TASK STATEMENT =>
Below are the records. Retype, exactly, the lines from the first through the line with "on ceiling in the image above.", and leave out the pictures.

#### DATASET RECORDS

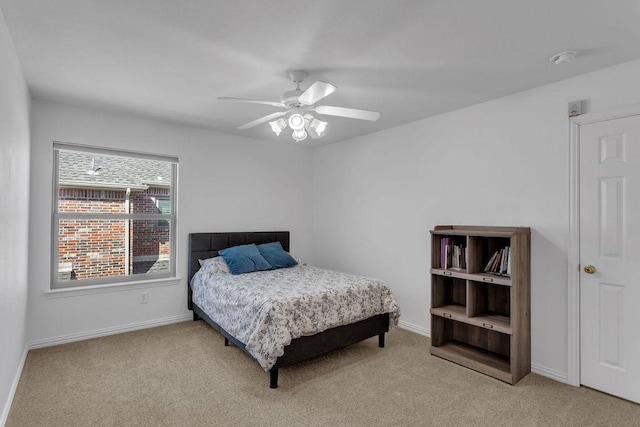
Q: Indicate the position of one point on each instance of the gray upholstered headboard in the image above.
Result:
(207, 245)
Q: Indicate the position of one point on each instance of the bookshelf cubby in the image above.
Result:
(481, 319)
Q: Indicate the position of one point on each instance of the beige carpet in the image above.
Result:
(182, 375)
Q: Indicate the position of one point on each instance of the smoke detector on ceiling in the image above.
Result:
(563, 57)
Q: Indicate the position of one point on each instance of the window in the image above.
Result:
(114, 216)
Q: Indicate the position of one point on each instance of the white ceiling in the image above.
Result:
(407, 59)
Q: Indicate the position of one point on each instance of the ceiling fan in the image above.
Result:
(299, 104)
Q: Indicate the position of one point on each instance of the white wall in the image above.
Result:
(14, 208)
(504, 162)
(225, 183)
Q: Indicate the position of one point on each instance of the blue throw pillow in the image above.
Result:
(276, 256)
(244, 259)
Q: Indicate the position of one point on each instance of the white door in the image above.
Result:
(610, 242)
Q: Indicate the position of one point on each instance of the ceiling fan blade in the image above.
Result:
(316, 92)
(351, 113)
(263, 120)
(253, 101)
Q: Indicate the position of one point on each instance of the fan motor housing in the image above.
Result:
(290, 98)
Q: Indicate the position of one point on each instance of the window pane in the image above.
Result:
(94, 184)
(151, 247)
(93, 249)
(98, 183)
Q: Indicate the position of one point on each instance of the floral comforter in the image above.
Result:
(265, 310)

########

WRITTEN ANSWER =>
Q: Indicate the position of one point on each instance of the gray upholstered headboard in the image above.
Result:
(207, 245)
Q: Indicate the position of one point on each instance of the bookshelf cubby in the image above.
Result:
(481, 319)
Q: Indicate the position of one point on each instance of the beige carpet in the image above.
Result:
(182, 375)
Q: Indicate the position of one point on each instance of the smoke detector on ceiling in the image above.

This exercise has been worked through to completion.